(What you will do)
Retype the entries word for word, from the line that contains "Guideline — for every instance of the tractor, put" through the end of the entries, including both ends. Leave the pictures out of your copy.

(Source data)
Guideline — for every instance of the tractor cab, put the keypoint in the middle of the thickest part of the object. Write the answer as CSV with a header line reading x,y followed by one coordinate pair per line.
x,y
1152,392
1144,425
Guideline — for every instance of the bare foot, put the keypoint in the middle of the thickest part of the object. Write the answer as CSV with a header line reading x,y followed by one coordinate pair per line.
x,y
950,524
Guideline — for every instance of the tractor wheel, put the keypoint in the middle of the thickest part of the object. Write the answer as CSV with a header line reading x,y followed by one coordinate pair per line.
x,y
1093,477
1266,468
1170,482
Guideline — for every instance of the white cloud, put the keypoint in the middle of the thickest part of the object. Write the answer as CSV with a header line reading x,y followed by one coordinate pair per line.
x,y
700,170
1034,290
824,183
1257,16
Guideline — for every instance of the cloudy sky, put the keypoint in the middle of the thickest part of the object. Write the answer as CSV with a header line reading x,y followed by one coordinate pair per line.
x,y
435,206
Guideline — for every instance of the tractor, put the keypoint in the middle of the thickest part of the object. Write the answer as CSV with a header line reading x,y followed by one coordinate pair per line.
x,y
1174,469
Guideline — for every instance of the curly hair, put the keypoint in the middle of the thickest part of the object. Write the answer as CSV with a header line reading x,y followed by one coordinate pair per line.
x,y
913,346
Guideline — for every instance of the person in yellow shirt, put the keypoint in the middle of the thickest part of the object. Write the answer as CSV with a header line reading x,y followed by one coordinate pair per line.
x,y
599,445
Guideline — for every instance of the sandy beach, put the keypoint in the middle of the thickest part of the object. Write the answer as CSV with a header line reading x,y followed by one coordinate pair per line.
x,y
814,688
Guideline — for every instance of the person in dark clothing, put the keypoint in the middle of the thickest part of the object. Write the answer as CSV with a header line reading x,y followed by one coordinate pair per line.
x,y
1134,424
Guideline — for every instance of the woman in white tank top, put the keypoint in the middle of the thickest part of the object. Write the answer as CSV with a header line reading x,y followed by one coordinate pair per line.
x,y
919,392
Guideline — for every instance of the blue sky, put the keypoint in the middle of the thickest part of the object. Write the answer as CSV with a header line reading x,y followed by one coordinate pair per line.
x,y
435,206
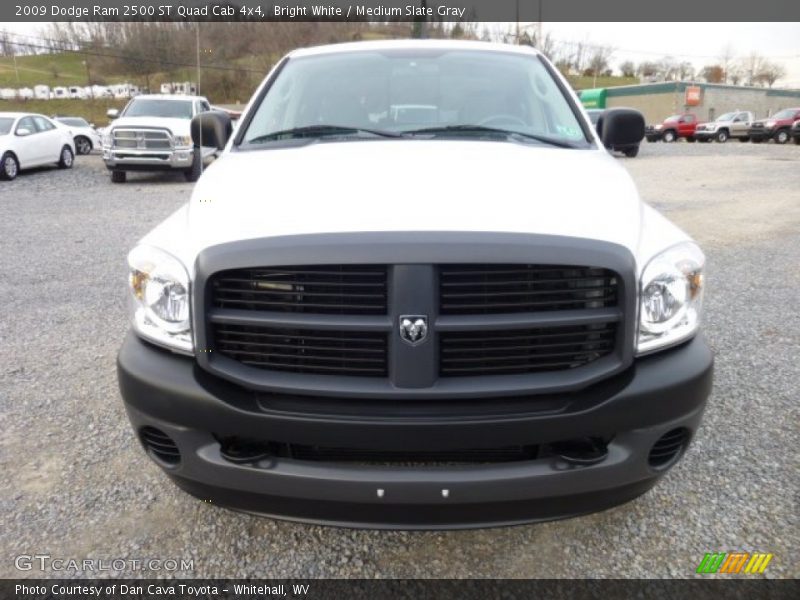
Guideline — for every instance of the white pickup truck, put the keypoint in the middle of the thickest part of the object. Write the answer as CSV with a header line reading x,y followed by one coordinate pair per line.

(Reply)
Guideline — for every instance of the tractor, put the keypoint in the middle of the thickest part of the object. Write the answer as CSV with a header line reading x,y followed by one coordinate pair per line.
x,y
1174,469
Guideline — for every instance of the curly hair, put the keypoint in the middle of the thickest part of the object. Write the answer as CSV with a header line reading x,y followed by one coordinate pair per line.
x,y
913,346
Guideline — for every instance of the person in yellow shirt, put the keypoint in the middle of the thickest part of the object. Write the answer as CSV with a header line reading x,y followed by one coordinate pair per line.
x,y
599,445
Guideline — for every instance of the sandy beach, put the keypoint in the middle of the thickest part of the object. Write the answer as CSV with a header line reading x,y followed by one coordinate pair per line.
x,y
814,688
Guideline — for every instance of the person in dark clothing, put the keypoint in the middle of the thickest part of the object. Write the answer as CSV with a header line reading x,y followed by one coordinate pair per line.
x,y
1134,424
Guideline — for every instance of the woman in white tank top, put the keypoint in the middle of the thickest part of the object. Write the answer as CSV with a header line reading x,y followed by one coordinate pair per line.
x,y
919,392
Guideline — for every instance of the blue sky, put the keypoint in the middle of the thickest part of the object. Write the answer as CSV with a header line reading x,y followed by one coordinate pair per line.
x,y
435,206
Guideline — for every instance of the white pickup truck, put the keypoint in the middle of the thickest part of the object. Write the answer as CSV with a header line reading x,y followed by one coordinate pair per line.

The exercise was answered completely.